[CHALLENGE] Copy only those lines which run from the line containing "of the white" to the end of the entries below, both inclusive, exactly as written and with no pictures.

— BEGIN —

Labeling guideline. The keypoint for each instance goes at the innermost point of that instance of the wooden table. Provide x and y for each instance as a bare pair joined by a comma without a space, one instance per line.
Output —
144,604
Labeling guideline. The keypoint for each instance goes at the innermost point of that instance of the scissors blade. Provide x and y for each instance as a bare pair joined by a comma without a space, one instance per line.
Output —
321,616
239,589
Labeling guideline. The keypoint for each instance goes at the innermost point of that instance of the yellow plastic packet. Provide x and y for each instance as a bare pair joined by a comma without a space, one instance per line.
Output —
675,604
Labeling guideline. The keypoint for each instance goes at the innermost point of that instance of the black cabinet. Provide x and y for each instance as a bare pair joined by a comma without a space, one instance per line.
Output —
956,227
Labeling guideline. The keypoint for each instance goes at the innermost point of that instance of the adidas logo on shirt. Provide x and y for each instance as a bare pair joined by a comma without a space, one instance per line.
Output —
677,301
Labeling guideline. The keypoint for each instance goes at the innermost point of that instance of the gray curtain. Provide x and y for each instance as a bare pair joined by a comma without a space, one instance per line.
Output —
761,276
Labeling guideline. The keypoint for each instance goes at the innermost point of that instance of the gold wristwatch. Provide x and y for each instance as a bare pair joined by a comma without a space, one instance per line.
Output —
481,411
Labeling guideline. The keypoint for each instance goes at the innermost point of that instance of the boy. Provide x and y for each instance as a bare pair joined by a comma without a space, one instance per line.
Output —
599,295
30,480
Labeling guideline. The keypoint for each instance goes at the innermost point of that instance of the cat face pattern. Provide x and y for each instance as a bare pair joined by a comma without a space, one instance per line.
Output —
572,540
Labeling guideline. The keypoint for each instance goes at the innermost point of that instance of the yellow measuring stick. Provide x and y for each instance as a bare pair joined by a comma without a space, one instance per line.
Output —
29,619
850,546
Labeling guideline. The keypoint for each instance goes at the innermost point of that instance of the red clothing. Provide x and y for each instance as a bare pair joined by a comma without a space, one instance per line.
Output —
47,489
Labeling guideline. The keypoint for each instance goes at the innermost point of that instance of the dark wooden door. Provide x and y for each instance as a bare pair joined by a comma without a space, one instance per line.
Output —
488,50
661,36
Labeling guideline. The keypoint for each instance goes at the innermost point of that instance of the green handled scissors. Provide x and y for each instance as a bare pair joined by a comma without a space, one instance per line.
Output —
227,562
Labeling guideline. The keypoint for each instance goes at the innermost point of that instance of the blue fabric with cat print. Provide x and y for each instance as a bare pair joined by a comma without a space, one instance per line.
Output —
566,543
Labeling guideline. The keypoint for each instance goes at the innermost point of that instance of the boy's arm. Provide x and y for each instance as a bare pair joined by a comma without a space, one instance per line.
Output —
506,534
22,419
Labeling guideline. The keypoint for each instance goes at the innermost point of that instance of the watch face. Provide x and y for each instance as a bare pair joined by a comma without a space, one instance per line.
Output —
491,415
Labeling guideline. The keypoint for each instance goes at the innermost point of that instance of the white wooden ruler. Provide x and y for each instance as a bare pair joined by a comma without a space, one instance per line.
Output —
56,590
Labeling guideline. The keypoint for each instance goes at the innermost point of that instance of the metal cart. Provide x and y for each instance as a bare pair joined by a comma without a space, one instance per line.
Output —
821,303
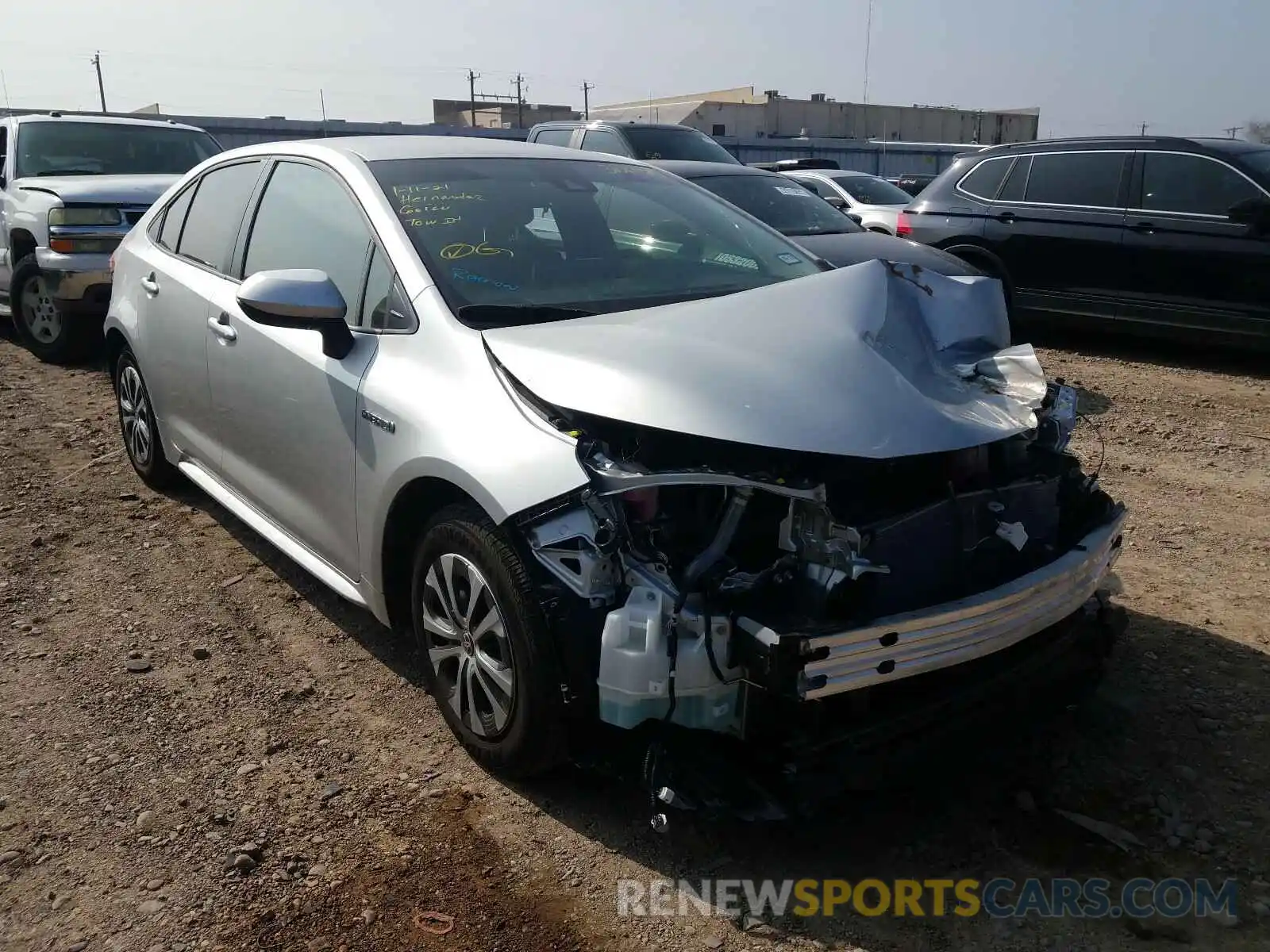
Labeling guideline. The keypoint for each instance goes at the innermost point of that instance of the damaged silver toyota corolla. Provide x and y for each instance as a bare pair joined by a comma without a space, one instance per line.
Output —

— END —

[RESPONSE BELOW]
Labeling guideline. The keypoint for each instance goes at the innermost point of that instance of the white wooden ruler. Provide x and y for each instance as a bare pair joined by a comma without a space, one instance per line.
Output —
56,590
Labeling guideline. The keypoint for each instance goes at the innermost point of that instance of the metal cart. Provide x and y for each instance as a bare pair joined by a comma without a space, one instance per line.
Output —
821,303
Labeling guideline. The keypoint for each instance goes at the innermost point of that instance of the damaged silver toyota corolla. Provide x and y for each instance as a bare pair joined by a comma without a space, one instance per line.
Output —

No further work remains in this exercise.